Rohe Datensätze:
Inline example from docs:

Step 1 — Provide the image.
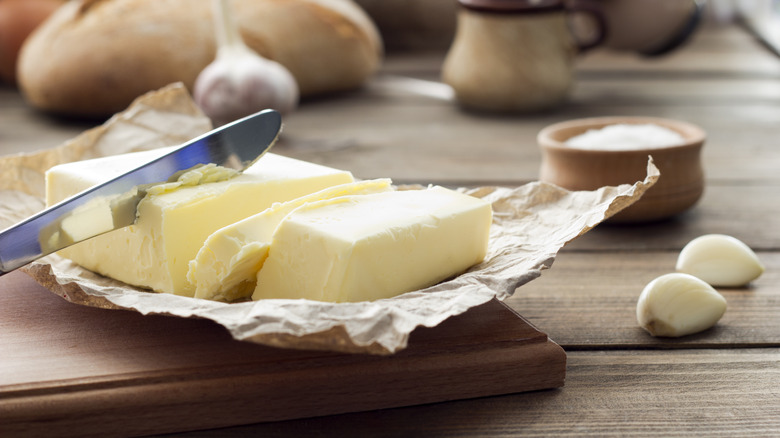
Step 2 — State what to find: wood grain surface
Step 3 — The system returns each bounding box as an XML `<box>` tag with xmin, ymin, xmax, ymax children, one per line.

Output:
<box><xmin>0</xmin><ymin>272</ymin><xmax>566</xmax><ymax>437</ymax></box>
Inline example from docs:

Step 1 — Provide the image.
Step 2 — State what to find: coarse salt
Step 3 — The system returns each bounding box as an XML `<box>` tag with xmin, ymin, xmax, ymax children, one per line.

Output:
<box><xmin>565</xmin><ymin>123</ymin><xmax>685</xmax><ymax>150</ymax></box>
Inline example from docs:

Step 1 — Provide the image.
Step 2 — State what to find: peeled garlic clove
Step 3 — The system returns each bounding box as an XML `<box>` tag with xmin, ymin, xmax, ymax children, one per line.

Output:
<box><xmin>677</xmin><ymin>234</ymin><xmax>764</xmax><ymax>287</ymax></box>
<box><xmin>636</xmin><ymin>273</ymin><xmax>726</xmax><ymax>337</ymax></box>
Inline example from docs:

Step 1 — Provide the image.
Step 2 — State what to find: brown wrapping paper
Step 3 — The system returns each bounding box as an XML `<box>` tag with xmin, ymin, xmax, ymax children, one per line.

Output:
<box><xmin>0</xmin><ymin>85</ymin><xmax>659</xmax><ymax>354</ymax></box>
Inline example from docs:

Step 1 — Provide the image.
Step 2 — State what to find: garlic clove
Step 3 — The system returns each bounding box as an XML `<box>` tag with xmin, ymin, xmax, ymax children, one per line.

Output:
<box><xmin>636</xmin><ymin>273</ymin><xmax>726</xmax><ymax>337</ymax></box>
<box><xmin>677</xmin><ymin>234</ymin><xmax>764</xmax><ymax>287</ymax></box>
<box><xmin>192</xmin><ymin>0</ymin><xmax>299</xmax><ymax>125</ymax></box>
<box><xmin>193</xmin><ymin>49</ymin><xmax>299</xmax><ymax>124</ymax></box>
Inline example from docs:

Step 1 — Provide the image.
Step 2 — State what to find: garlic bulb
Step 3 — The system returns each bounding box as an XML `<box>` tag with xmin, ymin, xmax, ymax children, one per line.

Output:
<box><xmin>193</xmin><ymin>0</ymin><xmax>299</xmax><ymax>125</ymax></box>
<box><xmin>636</xmin><ymin>273</ymin><xmax>726</xmax><ymax>337</ymax></box>
<box><xmin>677</xmin><ymin>234</ymin><xmax>764</xmax><ymax>287</ymax></box>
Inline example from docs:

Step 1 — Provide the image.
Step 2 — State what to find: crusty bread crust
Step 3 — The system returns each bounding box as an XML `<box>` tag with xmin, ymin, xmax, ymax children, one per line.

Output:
<box><xmin>18</xmin><ymin>0</ymin><xmax>382</xmax><ymax>117</ymax></box>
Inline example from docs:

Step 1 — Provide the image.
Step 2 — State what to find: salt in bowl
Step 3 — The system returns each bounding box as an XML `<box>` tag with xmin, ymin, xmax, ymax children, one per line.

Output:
<box><xmin>537</xmin><ymin>117</ymin><xmax>706</xmax><ymax>223</ymax></box>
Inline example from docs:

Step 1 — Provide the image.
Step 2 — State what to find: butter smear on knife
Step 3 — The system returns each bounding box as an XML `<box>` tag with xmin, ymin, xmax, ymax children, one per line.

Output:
<box><xmin>46</xmin><ymin>151</ymin><xmax>354</xmax><ymax>296</ymax></box>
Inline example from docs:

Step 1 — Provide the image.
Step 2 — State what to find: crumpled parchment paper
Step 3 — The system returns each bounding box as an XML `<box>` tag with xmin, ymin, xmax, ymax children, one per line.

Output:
<box><xmin>0</xmin><ymin>84</ymin><xmax>659</xmax><ymax>354</ymax></box>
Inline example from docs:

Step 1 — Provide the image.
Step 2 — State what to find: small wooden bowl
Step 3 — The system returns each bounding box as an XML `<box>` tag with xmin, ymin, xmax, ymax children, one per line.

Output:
<box><xmin>537</xmin><ymin>117</ymin><xmax>706</xmax><ymax>223</ymax></box>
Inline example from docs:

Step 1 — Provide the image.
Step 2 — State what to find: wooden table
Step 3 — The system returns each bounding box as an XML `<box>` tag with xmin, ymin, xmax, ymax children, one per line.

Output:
<box><xmin>0</xmin><ymin>23</ymin><xmax>780</xmax><ymax>437</ymax></box>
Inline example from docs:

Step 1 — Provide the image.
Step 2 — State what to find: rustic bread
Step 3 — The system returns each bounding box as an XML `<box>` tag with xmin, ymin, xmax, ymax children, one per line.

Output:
<box><xmin>18</xmin><ymin>0</ymin><xmax>382</xmax><ymax>117</ymax></box>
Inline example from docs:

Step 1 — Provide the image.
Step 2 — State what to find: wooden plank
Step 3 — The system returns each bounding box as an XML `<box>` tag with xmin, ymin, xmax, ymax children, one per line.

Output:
<box><xmin>0</xmin><ymin>272</ymin><xmax>566</xmax><ymax>437</ymax></box>
<box><xmin>564</xmin><ymin>185</ymin><xmax>780</xmax><ymax>252</ymax></box>
<box><xmin>151</xmin><ymin>348</ymin><xmax>780</xmax><ymax>438</ymax></box>
<box><xmin>507</xmin><ymin>251</ymin><xmax>780</xmax><ymax>351</ymax></box>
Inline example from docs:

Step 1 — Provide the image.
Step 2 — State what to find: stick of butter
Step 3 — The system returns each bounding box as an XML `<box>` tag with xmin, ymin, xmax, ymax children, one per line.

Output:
<box><xmin>252</xmin><ymin>187</ymin><xmax>492</xmax><ymax>302</ymax></box>
<box><xmin>187</xmin><ymin>179</ymin><xmax>392</xmax><ymax>301</ymax></box>
<box><xmin>46</xmin><ymin>151</ymin><xmax>354</xmax><ymax>296</ymax></box>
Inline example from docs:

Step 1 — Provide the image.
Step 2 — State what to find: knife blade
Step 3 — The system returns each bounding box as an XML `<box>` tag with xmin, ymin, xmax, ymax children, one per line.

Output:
<box><xmin>0</xmin><ymin>110</ymin><xmax>282</xmax><ymax>276</ymax></box>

Gestellte Aufgabe ▸
Zieh bitte jede Zeile aus den Datensätzen heraus, die die Zeichenfolge „salt“ enthält. Groß- und Kleinschreibung zählt.

Vollständige Antwort ▸
Step 2 — State what to find: coarse salt
Step 2 — State what to find: salt in bowl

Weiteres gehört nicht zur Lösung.